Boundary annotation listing
********

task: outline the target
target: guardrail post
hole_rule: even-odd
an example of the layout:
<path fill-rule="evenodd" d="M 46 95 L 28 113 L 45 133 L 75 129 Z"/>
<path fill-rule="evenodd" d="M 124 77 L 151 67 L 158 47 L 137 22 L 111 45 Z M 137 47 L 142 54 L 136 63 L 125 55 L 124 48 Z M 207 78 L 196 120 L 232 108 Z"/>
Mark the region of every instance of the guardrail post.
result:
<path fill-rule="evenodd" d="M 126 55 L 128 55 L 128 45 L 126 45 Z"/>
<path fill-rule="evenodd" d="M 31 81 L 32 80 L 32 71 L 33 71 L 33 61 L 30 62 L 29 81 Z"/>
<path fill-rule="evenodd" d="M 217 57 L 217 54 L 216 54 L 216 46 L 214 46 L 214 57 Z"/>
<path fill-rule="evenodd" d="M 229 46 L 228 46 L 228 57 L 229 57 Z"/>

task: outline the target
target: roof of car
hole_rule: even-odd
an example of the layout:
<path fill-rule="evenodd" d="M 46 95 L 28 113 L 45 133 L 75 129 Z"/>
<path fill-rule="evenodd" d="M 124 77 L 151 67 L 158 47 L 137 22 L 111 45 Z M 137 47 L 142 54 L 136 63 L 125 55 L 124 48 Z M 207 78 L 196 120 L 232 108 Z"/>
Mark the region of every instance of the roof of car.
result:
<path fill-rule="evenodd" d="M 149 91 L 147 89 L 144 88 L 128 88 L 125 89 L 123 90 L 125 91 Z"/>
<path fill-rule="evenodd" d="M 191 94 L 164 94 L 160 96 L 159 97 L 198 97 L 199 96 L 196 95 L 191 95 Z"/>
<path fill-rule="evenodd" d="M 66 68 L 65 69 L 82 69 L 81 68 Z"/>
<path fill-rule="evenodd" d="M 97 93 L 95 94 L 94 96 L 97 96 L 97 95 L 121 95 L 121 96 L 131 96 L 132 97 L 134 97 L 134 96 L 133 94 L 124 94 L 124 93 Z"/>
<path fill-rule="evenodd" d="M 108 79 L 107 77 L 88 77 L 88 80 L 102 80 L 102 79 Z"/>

********

## Your task
Reproduce the entire listing above line for line, changing no character.

## The result
task: outline the target
target: guardrail post
hole_rule: even-odd
an example of the layout:
<path fill-rule="evenodd" d="M 46 95 L 28 113 L 45 133 L 75 129 Z"/>
<path fill-rule="evenodd" d="M 124 77 L 151 67 L 158 47 L 137 22 L 111 45 Z M 137 47 L 142 54 L 136 63 L 125 55 L 124 48 Z M 207 78 L 196 120 L 232 108 Z"/>
Mark the region of every instance of the guardrail post.
result:
<path fill-rule="evenodd" d="M 126 55 L 128 55 L 128 45 L 126 45 Z"/>
<path fill-rule="evenodd" d="M 31 81 L 32 80 L 32 71 L 33 71 L 33 61 L 30 62 L 29 81 Z"/>
<path fill-rule="evenodd" d="M 217 57 L 217 54 L 216 54 L 216 46 L 214 46 L 214 57 Z"/>
<path fill-rule="evenodd" d="M 229 46 L 228 46 L 228 57 L 229 57 Z"/>

task: outline the target
target: roof of car
hole_rule: even-odd
an example of the layout:
<path fill-rule="evenodd" d="M 46 95 L 28 113 L 45 133 L 75 129 Z"/>
<path fill-rule="evenodd" d="M 124 77 L 151 67 L 158 47 L 137 22 L 111 45 Z M 137 47 L 142 54 L 136 63 L 125 55 L 124 48 Z M 207 78 L 196 120 L 232 108 Z"/>
Mark the region of every instance of the roof of car.
result:
<path fill-rule="evenodd" d="M 149 91 L 147 89 L 144 88 L 128 88 L 125 89 L 123 90 L 125 91 Z"/>
<path fill-rule="evenodd" d="M 191 94 L 164 94 L 160 96 L 159 97 L 198 97 L 199 96 L 196 95 L 191 95 Z"/>
<path fill-rule="evenodd" d="M 66 68 L 65 69 L 82 69 L 81 68 Z"/>
<path fill-rule="evenodd" d="M 97 93 L 95 94 L 94 96 L 97 96 L 97 95 L 121 95 L 121 96 L 131 96 L 132 97 L 134 97 L 134 96 L 133 94 L 124 94 L 124 93 Z"/>
<path fill-rule="evenodd" d="M 108 79 L 107 77 L 88 77 L 88 80 L 102 80 L 102 79 Z"/>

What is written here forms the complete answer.